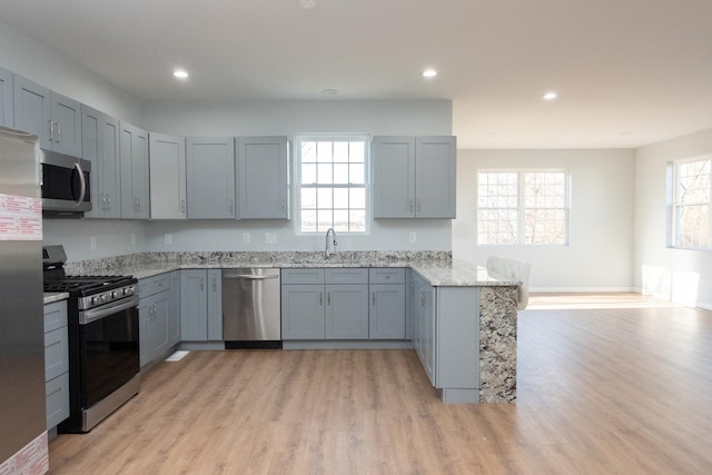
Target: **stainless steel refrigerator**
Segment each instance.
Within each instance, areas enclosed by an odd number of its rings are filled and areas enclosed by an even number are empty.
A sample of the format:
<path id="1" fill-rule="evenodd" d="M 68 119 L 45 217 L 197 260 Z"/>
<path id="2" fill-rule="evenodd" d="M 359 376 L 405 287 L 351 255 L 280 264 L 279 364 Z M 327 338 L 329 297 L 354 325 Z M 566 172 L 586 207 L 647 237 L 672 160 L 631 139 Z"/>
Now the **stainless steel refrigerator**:
<path id="1" fill-rule="evenodd" d="M 42 207 L 36 136 L 0 127 L 0 473 L 46 473 Z"/>

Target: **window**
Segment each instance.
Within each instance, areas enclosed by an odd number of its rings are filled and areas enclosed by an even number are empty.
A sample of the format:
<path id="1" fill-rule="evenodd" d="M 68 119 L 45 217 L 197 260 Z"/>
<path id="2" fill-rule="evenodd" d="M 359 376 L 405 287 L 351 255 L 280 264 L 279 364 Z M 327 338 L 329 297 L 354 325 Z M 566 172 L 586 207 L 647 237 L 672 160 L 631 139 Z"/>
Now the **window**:
<path id="1" fill-rule="evenodd" d="M 366 232 L 367 136 L 297 136 L 298 231 Z"/>
<path id="2" fill-rule="evenodd" d="M 477 174 L 477 244 L 568 243 L 567 171 Z"/>
<path id="3" fill-rule="evenodd" d="M 674 245 L 692 249 L 709 249 L 710 182 L 712 159 L 679 161 L 674 166 Z"/>

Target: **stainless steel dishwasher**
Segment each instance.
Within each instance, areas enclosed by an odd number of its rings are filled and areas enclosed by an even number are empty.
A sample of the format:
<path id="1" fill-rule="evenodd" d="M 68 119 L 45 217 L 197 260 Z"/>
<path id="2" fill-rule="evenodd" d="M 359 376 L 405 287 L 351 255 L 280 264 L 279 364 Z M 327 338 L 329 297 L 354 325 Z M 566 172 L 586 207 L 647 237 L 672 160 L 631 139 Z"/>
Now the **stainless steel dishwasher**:
<path id="1" fill-rule="evenodd" d="M 226 349 L 281 348 L 279 269 L 222 269 Z"/>

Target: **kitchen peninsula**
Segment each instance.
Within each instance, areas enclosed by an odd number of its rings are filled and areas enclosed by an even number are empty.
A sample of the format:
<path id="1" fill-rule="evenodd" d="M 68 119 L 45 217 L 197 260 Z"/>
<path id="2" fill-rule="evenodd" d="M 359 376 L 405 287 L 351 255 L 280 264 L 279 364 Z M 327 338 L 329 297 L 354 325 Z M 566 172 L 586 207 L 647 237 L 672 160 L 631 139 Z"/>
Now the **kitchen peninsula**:
<path id="1" fill-rule="evenodd" d="M 67 263 L 71 274 L 131 274 L 147 279 L 181 269 L 405 268 L 406 326 L 445 403 L 516 399 L 516 281 L 443 251 L 144 253 Z M 373 346 L 372 346 L 373 347 Z"/>

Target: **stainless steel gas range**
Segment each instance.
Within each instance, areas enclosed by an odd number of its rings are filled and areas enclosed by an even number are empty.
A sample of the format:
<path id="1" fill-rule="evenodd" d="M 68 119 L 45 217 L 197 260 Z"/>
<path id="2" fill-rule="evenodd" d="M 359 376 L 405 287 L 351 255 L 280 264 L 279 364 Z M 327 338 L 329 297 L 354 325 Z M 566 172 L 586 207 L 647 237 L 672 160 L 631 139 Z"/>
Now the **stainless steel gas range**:
<path id="1" fill-rule="evenodd" d="M 44 291 L 69 293 L 69 418 L 61 433 L 86 433 L 140 388 L 137 279 L 67 276 L 62 246 L 42 248 Z"/>

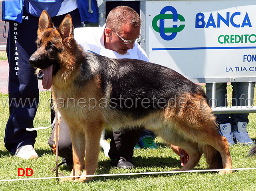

**Aim:** Copy out the material above, from the line with "Target: **window**" to the line with "674 245 L 692", reproducing each line unchanged.

**Exercise result:**
Target: **window**
Segment each instance.
Within each instance, areas enclosed by an odd number of its rings are filled and areas enclosed by an even number are empty.
A sample of the format:
<path id="1" fill-rule="evenodd" d="M 68 119 L 45 217 L 197 260 Z"/>
<path id="2" fill-rule="evenodd" d="M 359 376 L 405 287 L 351 255 L 280 264 L 279 364 Z M 327 338 L 329 297 L 354 325 Z M 566 172 L 586 207 L 647 237 L 672 160 L 631 139 Z"/>
Now the **window**:
<path id="1" fill-rule="evenodd" d="M 366 232 L 367 136 L 297 136 L 298 231 Z"/>
<path id="2" fill-rule="evenodd" d="M 477 174 L 477 244 L 568 243 L 567 171 Z"/>
<path id="3" fill-rule="evenodd" d="M 674 245 L 692 249 L 709 249 L 710 182 L 712 159 L 679 161 L 674 166 Z"/>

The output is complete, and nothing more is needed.